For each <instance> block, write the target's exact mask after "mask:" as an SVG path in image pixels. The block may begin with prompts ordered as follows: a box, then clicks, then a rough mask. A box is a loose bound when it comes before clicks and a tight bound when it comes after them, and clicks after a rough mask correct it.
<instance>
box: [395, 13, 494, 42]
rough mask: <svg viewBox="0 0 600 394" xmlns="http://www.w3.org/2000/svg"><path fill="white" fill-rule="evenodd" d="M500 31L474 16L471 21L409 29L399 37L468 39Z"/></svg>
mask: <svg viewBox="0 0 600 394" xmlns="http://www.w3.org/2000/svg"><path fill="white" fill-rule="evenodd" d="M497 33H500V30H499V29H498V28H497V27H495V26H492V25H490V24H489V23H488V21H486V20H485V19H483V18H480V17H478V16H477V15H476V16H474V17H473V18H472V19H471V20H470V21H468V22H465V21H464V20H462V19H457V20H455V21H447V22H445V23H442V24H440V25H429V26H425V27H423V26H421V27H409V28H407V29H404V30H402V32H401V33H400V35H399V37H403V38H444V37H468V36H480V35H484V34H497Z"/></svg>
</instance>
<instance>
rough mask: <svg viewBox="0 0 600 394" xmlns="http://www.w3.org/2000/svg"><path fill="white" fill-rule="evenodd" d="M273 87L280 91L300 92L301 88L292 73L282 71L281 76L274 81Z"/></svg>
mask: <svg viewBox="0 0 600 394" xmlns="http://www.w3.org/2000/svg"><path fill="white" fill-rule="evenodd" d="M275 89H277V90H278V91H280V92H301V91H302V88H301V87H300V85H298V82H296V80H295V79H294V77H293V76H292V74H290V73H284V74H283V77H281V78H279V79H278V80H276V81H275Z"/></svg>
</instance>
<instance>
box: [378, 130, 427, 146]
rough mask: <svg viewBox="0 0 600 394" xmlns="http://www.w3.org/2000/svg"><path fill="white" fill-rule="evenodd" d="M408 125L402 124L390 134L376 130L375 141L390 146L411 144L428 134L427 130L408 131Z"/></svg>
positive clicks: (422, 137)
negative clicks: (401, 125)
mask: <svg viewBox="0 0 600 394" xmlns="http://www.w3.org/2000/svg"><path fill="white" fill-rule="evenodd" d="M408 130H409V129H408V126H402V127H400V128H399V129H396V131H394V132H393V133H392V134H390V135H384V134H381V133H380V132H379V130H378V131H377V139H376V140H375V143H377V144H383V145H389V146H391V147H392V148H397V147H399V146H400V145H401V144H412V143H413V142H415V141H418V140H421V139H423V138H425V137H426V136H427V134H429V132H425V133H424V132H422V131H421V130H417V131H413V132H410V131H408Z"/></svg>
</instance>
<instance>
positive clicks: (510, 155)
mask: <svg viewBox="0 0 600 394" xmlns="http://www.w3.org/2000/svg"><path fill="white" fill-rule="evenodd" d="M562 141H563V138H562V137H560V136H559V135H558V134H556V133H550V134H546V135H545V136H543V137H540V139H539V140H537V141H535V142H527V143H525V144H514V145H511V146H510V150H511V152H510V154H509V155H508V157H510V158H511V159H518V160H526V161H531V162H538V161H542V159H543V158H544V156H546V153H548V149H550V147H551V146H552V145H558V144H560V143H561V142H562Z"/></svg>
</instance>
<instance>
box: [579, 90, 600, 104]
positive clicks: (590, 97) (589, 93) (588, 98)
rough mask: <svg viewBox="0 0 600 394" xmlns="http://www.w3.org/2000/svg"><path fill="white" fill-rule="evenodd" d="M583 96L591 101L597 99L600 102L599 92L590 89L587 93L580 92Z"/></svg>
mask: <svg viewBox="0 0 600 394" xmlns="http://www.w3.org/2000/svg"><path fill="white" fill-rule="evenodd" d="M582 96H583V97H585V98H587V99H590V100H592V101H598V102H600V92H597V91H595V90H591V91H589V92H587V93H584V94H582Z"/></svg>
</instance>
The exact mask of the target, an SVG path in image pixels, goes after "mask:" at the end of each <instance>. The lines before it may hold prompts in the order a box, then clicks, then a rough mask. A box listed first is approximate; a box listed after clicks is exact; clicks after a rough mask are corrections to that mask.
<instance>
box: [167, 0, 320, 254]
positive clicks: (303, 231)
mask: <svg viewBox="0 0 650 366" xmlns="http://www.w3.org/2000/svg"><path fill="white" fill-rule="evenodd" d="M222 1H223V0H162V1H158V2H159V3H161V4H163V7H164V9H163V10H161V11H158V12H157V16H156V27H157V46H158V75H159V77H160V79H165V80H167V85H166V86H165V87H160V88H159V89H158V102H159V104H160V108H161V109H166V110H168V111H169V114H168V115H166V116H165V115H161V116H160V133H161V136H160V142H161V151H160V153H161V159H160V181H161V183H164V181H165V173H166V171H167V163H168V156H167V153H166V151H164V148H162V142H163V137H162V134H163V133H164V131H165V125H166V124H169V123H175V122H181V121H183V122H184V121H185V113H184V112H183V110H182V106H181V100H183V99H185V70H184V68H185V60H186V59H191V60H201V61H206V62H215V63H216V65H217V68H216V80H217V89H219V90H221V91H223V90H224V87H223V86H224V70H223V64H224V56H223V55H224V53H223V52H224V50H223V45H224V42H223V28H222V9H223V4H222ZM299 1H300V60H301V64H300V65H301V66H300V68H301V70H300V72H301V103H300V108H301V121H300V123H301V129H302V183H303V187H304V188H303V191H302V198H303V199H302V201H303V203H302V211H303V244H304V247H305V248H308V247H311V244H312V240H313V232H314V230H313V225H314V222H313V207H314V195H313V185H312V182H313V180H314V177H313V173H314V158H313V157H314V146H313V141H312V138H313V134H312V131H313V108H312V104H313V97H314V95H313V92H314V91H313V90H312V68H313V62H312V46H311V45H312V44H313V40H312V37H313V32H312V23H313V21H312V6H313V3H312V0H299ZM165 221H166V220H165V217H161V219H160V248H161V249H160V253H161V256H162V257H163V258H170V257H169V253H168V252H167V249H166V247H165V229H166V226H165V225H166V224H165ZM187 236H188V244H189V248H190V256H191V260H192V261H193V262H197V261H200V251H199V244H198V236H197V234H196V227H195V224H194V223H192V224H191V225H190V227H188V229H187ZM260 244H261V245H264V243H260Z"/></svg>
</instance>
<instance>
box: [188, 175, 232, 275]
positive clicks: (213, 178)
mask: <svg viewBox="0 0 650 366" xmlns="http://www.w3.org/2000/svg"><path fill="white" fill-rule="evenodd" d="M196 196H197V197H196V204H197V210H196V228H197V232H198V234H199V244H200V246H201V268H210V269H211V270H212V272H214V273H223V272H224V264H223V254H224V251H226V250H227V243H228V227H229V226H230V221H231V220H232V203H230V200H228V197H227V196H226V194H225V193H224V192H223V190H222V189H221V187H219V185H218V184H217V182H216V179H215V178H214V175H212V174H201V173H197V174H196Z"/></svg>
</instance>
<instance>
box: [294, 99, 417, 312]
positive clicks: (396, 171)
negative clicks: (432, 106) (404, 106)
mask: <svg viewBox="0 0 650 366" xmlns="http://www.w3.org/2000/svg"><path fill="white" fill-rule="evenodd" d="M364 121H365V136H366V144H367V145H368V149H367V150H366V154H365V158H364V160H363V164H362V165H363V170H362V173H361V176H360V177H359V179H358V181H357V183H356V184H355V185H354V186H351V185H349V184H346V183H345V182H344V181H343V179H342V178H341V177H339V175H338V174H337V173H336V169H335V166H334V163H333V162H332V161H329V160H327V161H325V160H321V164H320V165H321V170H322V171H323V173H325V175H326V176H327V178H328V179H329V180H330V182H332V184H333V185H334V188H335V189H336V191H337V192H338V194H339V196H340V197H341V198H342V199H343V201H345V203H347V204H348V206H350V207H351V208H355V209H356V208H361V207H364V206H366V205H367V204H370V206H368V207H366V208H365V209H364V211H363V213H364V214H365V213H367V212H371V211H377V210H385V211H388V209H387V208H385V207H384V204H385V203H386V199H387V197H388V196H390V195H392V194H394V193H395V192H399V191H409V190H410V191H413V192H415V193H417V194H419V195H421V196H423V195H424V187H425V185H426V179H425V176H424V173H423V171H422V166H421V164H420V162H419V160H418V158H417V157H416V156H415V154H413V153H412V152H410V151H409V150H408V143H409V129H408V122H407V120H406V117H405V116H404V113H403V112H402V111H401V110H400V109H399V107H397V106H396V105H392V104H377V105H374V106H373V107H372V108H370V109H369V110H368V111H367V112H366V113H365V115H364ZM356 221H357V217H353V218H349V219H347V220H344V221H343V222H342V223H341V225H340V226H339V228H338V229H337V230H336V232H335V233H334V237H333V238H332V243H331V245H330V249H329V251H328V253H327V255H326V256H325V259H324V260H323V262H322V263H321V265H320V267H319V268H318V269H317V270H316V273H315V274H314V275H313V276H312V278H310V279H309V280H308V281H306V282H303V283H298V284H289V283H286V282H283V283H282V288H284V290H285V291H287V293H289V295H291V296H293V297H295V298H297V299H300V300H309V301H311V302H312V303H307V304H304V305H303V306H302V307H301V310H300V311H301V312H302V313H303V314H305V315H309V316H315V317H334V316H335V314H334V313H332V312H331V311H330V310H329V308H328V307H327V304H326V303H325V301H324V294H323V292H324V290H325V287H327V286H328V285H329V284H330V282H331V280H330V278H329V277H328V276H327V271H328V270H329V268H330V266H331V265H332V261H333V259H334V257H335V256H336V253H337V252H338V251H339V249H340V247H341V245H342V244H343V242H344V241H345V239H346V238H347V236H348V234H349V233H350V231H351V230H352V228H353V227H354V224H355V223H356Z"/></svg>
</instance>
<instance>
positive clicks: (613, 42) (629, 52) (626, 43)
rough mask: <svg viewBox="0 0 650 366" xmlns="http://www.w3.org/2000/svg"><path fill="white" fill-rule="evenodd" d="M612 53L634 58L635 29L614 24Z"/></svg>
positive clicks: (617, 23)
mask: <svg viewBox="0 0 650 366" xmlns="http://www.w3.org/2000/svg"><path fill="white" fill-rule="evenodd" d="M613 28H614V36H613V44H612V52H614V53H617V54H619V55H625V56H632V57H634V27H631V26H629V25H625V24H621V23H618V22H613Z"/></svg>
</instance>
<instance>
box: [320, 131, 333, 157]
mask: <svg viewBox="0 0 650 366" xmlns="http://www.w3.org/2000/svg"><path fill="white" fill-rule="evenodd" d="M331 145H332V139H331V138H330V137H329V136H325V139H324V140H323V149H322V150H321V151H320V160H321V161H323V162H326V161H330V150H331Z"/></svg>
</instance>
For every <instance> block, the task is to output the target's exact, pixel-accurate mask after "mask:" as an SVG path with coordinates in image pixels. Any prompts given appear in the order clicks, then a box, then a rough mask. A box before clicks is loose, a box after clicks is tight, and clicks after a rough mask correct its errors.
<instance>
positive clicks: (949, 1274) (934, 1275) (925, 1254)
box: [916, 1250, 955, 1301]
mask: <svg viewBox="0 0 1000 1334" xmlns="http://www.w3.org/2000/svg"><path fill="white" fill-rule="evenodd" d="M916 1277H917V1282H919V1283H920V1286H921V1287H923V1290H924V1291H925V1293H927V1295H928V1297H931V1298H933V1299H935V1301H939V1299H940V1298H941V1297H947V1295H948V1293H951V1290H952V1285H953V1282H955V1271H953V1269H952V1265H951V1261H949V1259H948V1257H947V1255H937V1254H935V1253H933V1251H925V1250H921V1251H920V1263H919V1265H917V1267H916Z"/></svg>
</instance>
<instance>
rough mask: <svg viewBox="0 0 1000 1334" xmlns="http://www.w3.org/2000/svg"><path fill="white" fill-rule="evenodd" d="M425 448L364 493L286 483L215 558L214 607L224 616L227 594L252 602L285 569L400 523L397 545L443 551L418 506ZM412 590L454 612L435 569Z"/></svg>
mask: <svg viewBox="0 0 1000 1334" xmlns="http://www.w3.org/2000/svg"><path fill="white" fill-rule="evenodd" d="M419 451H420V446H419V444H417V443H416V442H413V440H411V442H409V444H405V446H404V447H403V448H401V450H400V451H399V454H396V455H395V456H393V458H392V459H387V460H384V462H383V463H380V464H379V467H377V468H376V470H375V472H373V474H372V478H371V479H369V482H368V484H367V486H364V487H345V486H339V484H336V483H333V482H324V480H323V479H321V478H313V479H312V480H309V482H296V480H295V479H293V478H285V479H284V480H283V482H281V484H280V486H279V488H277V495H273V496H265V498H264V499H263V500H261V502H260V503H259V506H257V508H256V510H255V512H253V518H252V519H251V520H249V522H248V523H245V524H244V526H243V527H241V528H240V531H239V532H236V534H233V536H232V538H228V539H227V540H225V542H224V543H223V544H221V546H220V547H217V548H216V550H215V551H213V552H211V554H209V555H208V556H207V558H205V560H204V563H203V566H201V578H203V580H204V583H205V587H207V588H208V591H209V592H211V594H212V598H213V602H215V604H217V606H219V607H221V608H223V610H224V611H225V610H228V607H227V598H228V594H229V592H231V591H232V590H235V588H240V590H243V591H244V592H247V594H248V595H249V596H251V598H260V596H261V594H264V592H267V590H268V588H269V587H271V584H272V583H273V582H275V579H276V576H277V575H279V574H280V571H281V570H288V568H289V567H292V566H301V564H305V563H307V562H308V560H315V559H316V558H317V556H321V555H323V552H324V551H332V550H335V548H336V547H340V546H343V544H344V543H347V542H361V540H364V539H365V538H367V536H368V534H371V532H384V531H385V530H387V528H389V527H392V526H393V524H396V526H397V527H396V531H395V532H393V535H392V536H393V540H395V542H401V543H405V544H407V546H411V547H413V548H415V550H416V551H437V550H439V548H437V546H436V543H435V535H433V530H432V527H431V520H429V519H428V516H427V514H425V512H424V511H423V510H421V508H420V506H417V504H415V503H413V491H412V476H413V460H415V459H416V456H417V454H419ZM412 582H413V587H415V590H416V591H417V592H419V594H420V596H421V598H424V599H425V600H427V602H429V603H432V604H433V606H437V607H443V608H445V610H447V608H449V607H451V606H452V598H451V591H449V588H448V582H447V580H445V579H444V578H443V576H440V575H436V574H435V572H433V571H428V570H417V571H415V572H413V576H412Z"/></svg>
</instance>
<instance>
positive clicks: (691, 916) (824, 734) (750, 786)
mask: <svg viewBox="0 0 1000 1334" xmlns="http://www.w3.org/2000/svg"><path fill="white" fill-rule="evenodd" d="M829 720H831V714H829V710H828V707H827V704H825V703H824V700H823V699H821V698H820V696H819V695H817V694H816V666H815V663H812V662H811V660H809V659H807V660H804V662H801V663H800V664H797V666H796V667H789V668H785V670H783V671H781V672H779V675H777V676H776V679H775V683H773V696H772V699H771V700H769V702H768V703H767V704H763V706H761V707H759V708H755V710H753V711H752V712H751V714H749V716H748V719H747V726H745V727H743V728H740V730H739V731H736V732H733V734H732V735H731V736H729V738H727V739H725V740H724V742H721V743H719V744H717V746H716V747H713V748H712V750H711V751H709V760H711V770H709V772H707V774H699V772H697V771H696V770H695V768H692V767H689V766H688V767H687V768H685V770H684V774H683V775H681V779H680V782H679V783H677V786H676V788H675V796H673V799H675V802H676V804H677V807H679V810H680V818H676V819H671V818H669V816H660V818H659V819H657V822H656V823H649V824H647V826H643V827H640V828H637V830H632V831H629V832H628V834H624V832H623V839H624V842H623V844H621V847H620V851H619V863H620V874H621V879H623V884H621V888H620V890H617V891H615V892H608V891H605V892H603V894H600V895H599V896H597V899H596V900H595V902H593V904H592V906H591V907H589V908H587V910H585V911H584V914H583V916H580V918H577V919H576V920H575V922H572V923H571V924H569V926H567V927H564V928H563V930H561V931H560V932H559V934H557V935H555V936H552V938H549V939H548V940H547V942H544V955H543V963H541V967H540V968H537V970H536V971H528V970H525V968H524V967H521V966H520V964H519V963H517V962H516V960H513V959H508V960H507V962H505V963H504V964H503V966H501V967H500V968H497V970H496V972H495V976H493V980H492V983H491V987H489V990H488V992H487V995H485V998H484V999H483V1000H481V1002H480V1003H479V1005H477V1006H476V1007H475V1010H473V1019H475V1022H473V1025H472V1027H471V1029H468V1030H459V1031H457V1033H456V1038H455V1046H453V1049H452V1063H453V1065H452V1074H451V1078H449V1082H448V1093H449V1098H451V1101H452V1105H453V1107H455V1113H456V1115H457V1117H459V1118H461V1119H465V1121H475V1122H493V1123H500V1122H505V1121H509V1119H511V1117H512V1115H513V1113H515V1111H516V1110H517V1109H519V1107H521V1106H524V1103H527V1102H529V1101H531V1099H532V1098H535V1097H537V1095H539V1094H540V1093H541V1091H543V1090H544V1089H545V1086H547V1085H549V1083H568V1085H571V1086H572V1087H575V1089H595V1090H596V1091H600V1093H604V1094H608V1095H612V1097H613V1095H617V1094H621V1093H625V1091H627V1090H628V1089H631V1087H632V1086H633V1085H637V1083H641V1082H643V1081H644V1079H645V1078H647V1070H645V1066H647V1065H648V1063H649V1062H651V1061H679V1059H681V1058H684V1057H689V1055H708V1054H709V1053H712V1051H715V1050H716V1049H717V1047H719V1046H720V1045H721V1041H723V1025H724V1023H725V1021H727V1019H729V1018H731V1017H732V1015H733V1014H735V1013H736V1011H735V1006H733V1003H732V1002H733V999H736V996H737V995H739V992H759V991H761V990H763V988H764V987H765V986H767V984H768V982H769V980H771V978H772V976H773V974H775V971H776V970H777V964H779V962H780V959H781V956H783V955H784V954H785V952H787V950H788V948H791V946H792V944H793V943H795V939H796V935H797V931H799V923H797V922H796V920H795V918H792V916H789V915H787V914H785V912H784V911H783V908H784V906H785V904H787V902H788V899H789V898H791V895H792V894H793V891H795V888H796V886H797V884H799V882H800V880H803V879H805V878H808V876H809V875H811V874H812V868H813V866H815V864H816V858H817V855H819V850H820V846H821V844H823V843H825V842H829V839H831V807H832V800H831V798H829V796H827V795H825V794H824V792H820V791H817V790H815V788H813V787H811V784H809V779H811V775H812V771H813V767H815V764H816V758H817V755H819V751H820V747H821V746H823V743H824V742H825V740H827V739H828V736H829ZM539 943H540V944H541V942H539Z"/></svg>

Task to carry out | Up to and including the line that holds "positive clicks: (422, 137)", reproduce the records above exactly from their first line, and give nothing else.

Worked solution |
For each <instance> block, write the target's exact mask after "mask:" as an SVG path in image pixels. The block may begin with prompts ordered as follows: a box, then clicks, then a rough mask. A box is a loose bound when it comes before clicks and a tight bound when it comes after them, and clicks after a rough mask correct it.
<instance>
box: [395, 13, 494, 42]
rough mask: <svg viewBox="0 0 600 394" xmlns="http://www.w3.org/2000/svg"><path fill="white" fill-rule="evenodd" d="M500 31L474 16L471 21L409 29L399 37L468 39Z"/></svg>
mask: <svg viewBox="0 0 600 394" xmlns="http://www.w3.org/2000/svg"><path fill="white" fill-rule="evenodd" d="M497 33H500V30H499V29H498V28H497V27H495V26H492V25H490V24H489V23H488V21H486V20H485V19H483V18H480V17H478V16H477V15H476V16H474V17H473V18H472V19H471V20H470V21H468V22H465V21H464V20H462V19H457V20H455V21H447V22H445V23H442V24H440V25H429V26H425V27H423V26H421V27H409V28H407V29H404V30H402V32H401V33H400V35H399V37H403V38H444V37H468V36H480V35H484V34H497Z"/></svg>
</instance>
<instance>
rough mask: <svg viewBox="0 0 600 394" xmlns="http://www.w3.org/2000/svg"><path fill="white" fill-rule="evenodd" d="M273 87L280 91L300 92L301 88L292 73L282 71L281 76L274 81Z"/></svg>
mask: <svg viewBox="0 0 600 394" xmlns="http://www.w3.org/2000/svg"><path fill="white" fill-rule="evenodd" d="M275 89H277V90H278V91H280V92H301V91H302V88H301V87H300V85H298V82H296V80H295V79H294V77H293V76H292V74H290V73H284V74H283V77H281V78H279V79H278V80H276V81H275Z"/></svg>
</instance>
<instance>
box: [378, 130, 427, 146]
rough mask: <svg viewBox="0 0 600 394" xmlns="http://www.w3.org/2000/svg"><path fill="white" fill-rule="evenodd" d="M408 125L402 124L390 134L376 130L375 141L390 146L411 144L428 134L427 130L408 131Z"/></svg>
positive clicks: (422, 137)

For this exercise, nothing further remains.